-- Text segment follows --
Drug addiction
draws community response in Presque Isle
The problem of heroin, opioids and other addictive drugs are bringing together public health advocates, medical professionals and law enforcement to brainstorm new approaches.
In Aroostook County, the national issue of painkiller and heroin abuse has been showing up in increased overdoses, according to John Thyng, a physician’s assistant in the emergency department at TAMC.
“When I first started here about 13 years ago, we would see maybe an overdose a month or every other month. Now we’re dealing with overdoses several a week and daily two or three drug seekers coming in to try to get narcotic pain pills,” Thyng said at a March 7 community forum in Presque Isle, held as part of the Governor’s drug task force.
A similar session was held earlier in the day in Fort Kent.
In 2015, drug overdose deaths in Maine increased 31 percent to 272, 57 of them caused by heroin and 111 caused by pharmaceutical opioids.
“We see a whole variety of drugs,” said Presque Isle police chief Matt Irwin, recalling his five years on the job. “Heroin is on the rise now. What I’ve seen here is when bath salts are readily available, meth kind of trails off. Right now we’re in the swing where there’s more meth going on.”
-- Text segment concluded --
-- Data segment follows --
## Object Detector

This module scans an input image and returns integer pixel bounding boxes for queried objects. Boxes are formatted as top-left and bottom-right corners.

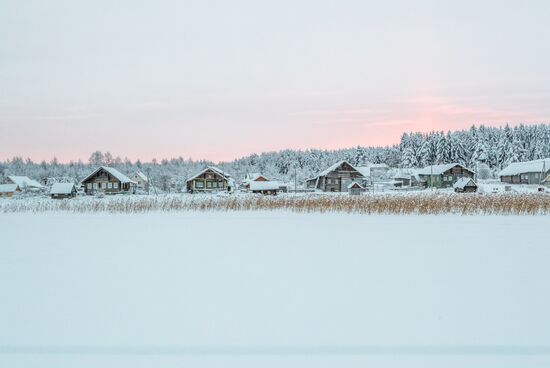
-- Data segment concluded --
**Brief 1:** According to the article on drug addiction in Presque Isle, how many of Maine's 2015 drug overdose deaths were caused by heroin?
**Brief 2:** Pick up the article on drug addiction in Presque Isle after its final paragraph and continue it.

**Final answer 1:** 57

**Final answer 2:**
Irwin said his department is trying to thwart drug dealers by “finding ways to feed information” to the Maine Drug Enforcement Agency — while acknowledging that “the war on drugs from a purely policing standpoint hasn’t worked” and advocating for more mental health resources.
With a mix of expanded addiction treatment, drug courts and tough sentences for dealers, Irwin said he thinks Maine can confront its addiction problems. “I come from a state where there’s a lot of drug problems and it’s been that way for decades,” Irwin said of Florida, where he spent more than 20 years in policing. “Coming up here, I think Maine has a chance to make this successful without falling into a cesspool like Florida has.”
On the treatment front, Maine is making progress, but needs more treatment beds and community options, said Peter McCorison, director of behavioral health services at Aroostook Mental Health Center, who is himself in long-term addiction recovery.
Currently, Aroostook Mental Health Center, which operates a recovery program on a farm in Limestone, provides the addiction treatment medications suboxone, naltrexone and vivitrol, as do some area doctors, McCorison said. “It may not feel like it, but Aroostook County has led the way around access to treatment,” McCorison said.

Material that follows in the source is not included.